▶ _Given request_
Lines before the one containing "If you could pin the woman wearing" are left out; copy that line and every later line through the end of the data exactly.

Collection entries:
########

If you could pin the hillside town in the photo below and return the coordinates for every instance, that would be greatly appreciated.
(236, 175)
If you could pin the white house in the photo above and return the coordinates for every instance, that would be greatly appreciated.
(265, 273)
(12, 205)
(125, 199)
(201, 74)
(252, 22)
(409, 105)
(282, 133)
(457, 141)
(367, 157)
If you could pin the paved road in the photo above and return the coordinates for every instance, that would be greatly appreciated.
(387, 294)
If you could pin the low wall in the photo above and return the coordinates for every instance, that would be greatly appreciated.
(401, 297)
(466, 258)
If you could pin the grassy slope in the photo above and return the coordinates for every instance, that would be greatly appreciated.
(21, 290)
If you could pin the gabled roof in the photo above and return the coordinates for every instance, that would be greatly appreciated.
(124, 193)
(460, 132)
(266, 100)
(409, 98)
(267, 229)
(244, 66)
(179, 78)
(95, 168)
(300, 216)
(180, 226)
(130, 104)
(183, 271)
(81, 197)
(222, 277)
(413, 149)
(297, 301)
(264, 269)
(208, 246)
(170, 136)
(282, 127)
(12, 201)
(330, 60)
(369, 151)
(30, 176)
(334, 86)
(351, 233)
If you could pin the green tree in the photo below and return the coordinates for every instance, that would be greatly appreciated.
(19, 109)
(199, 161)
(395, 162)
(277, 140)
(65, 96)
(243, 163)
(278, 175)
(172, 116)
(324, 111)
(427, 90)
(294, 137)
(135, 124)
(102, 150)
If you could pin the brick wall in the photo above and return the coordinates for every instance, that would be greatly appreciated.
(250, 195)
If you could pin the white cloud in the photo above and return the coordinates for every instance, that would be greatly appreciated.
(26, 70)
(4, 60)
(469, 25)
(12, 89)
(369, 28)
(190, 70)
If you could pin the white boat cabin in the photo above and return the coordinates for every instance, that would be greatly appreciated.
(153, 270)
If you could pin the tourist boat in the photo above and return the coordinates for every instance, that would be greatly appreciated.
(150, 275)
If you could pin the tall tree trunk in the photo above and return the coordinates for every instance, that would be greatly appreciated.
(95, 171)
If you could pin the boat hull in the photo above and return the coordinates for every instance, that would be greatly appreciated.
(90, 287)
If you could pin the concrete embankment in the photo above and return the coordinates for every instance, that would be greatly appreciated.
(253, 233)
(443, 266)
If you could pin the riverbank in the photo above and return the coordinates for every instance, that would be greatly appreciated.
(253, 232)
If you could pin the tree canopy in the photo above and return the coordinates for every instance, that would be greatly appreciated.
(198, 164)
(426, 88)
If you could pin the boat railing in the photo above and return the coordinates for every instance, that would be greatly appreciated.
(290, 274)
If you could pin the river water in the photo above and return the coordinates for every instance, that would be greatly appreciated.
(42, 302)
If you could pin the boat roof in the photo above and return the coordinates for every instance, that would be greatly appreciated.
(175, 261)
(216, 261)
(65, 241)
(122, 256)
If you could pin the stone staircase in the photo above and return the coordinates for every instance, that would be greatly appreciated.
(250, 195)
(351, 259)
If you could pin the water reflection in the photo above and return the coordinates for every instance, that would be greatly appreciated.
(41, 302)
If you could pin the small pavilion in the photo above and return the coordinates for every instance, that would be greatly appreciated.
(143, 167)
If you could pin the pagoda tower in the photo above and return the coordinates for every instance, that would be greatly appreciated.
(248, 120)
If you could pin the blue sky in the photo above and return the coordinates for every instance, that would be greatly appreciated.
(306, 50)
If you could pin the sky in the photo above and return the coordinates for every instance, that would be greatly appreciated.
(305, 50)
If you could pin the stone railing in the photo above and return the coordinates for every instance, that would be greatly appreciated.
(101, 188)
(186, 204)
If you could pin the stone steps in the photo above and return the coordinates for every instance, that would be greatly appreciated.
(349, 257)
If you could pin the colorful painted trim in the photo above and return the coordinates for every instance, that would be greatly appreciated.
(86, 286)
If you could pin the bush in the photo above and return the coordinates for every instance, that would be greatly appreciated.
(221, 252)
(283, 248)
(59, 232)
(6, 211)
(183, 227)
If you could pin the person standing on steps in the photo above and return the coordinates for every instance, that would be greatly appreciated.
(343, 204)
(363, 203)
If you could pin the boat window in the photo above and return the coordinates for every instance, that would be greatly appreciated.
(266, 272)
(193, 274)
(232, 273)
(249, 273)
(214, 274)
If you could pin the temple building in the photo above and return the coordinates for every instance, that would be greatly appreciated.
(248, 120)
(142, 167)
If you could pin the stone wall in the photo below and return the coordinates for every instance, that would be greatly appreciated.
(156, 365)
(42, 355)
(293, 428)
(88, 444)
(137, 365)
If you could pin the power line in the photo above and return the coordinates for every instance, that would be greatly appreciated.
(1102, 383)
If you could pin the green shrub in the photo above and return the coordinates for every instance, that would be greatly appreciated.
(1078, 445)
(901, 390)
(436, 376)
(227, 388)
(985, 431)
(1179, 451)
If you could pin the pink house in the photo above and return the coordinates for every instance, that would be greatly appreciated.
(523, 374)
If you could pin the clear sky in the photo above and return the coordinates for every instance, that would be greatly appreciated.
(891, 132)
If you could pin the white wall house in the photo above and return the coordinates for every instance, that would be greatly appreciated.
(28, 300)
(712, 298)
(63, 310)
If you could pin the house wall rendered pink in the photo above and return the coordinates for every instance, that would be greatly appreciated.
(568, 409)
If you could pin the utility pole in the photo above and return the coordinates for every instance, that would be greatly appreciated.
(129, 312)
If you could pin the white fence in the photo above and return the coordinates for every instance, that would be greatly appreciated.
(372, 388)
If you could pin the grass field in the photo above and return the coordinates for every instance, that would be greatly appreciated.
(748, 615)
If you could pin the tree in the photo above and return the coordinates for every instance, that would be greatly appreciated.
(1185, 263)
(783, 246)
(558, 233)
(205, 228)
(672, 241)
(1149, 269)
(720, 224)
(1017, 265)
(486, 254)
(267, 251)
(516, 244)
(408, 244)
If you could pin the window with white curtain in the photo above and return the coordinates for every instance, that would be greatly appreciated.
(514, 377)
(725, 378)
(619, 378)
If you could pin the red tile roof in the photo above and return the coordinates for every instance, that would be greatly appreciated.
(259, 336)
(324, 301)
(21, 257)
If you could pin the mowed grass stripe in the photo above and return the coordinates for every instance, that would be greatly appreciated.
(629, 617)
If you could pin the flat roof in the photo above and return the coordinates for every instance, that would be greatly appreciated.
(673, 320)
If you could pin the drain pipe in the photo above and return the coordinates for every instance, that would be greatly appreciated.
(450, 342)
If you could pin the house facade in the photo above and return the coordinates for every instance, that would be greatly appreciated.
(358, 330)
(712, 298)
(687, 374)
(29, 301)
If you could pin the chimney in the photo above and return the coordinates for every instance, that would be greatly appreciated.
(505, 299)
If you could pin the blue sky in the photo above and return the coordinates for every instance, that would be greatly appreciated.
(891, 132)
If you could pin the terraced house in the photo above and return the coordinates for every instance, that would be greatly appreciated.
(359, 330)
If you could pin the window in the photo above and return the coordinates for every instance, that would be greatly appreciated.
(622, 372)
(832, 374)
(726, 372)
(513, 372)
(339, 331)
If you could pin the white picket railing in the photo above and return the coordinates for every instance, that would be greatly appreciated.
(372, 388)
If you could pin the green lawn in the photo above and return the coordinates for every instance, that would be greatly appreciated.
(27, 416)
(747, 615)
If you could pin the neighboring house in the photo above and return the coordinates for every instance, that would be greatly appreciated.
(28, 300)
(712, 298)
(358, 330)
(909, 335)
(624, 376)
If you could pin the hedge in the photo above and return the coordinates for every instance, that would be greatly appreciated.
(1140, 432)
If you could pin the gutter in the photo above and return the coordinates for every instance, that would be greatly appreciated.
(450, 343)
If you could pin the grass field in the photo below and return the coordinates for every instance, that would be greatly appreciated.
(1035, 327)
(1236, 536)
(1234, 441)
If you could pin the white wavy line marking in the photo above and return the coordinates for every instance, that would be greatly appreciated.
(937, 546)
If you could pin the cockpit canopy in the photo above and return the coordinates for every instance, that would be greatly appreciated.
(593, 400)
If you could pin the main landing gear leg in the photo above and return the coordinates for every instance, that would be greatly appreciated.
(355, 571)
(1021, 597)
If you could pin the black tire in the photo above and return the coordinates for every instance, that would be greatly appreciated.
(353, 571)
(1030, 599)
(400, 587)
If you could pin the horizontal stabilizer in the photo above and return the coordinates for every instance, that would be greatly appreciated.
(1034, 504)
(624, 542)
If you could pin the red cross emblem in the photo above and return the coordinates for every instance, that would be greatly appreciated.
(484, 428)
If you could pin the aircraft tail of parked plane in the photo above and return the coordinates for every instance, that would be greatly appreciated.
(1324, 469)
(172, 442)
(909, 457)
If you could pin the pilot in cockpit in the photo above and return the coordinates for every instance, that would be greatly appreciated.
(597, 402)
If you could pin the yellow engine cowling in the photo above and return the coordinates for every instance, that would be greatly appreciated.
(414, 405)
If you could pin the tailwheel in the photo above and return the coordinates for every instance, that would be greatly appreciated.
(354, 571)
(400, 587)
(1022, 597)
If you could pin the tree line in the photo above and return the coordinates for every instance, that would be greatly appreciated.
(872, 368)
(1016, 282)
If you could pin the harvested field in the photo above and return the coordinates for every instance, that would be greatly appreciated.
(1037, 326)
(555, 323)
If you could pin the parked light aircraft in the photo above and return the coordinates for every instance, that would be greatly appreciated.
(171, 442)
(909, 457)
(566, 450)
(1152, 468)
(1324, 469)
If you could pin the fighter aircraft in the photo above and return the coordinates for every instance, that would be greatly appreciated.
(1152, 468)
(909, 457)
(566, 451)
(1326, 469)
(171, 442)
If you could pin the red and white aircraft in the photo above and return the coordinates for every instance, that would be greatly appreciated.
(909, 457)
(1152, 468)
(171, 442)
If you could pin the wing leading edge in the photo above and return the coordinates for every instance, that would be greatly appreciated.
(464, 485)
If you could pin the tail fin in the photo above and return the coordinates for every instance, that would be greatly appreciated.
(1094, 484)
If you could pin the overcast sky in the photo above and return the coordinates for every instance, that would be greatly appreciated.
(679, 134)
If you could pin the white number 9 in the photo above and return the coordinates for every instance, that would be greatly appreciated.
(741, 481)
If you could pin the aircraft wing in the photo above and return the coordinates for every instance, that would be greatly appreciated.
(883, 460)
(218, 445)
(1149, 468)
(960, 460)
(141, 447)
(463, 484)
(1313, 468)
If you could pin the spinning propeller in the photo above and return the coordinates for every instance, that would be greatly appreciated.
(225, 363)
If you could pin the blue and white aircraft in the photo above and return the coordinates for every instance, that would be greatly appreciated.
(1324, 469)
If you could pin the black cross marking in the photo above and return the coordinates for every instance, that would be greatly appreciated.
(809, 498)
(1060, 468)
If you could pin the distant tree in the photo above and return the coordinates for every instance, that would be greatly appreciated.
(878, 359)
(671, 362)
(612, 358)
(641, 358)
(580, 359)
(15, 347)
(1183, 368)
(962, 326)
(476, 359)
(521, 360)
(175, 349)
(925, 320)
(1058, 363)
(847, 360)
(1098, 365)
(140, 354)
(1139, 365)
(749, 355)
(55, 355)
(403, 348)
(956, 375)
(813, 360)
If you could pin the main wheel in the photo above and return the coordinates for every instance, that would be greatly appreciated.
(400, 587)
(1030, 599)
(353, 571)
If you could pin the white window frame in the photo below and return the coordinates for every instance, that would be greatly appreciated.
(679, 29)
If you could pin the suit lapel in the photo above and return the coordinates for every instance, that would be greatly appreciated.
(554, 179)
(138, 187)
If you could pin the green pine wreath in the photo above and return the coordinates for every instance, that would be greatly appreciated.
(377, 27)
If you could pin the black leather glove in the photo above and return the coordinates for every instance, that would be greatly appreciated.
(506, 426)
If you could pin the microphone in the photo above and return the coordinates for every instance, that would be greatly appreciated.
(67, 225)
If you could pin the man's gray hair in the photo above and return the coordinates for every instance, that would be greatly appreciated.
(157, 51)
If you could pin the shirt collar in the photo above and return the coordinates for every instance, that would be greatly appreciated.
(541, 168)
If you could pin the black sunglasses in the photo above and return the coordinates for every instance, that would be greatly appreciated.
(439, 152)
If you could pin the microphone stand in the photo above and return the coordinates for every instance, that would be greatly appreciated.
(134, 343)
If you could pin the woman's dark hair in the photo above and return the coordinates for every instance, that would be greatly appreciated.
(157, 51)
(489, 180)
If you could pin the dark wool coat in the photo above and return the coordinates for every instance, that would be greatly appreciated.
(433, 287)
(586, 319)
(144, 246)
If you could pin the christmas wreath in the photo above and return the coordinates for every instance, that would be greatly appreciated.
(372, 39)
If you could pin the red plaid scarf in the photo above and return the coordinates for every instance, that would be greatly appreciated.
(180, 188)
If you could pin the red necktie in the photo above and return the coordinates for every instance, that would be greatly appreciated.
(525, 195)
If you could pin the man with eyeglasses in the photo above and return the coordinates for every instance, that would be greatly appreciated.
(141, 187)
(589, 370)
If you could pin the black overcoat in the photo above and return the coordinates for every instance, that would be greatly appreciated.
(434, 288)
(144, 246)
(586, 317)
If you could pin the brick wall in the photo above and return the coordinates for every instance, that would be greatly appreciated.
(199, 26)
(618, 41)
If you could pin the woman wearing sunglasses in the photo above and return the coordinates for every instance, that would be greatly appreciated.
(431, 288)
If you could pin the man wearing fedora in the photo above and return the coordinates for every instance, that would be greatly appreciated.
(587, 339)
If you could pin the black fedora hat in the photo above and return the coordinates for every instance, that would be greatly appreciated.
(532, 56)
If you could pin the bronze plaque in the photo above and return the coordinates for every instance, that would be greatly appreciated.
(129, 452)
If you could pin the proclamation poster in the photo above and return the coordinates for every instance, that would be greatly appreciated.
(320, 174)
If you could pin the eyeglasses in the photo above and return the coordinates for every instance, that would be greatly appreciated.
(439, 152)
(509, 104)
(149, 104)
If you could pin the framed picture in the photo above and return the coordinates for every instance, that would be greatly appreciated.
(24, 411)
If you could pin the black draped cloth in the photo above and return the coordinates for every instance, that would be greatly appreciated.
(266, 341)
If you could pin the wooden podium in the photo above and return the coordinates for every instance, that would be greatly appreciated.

########

▶ _Solution to this exercise_
If you could pin the woman wearing sunglasses in the photo above and return the coordinates for every instance, that would be greatly appreciated.
(431, 288)
If you could pin the man wearing fedora in the photo above and return the coordinates for every instance, that would be greatly appreciated.
(587, 339)
If you could pin the black fedora hat in the photo above and return the coordinates for every instance, that would be greatly appreciated.
(532, 56)
If you could pin the bronze plaque in the photo above and return the coordinates for every instance, that would be greatly appreciated.
(129, 452)
If you could pin the proclamation poster in the photo above and return the coordinates for every instance, that would be greatly appreciated.
(320, 174)
If you could pin the eyeglasses in the photo above and return the coordinates for every instance, that would be greatly appreciated.
(439, 152)
(509, 104)
(149, 104)
If you could pin the framed picture in the photo above and return the coordinates for every instance, that would be greatly appreciated.
(24, 411)
If you could pin the black draped cloth in the photo above and return the coordinates for every instance, that would be greatly appreciated.
(266, 341)
If you could pin the wooden podium in the photo above and return the coordinates for every instance, that would be greatly appreciated.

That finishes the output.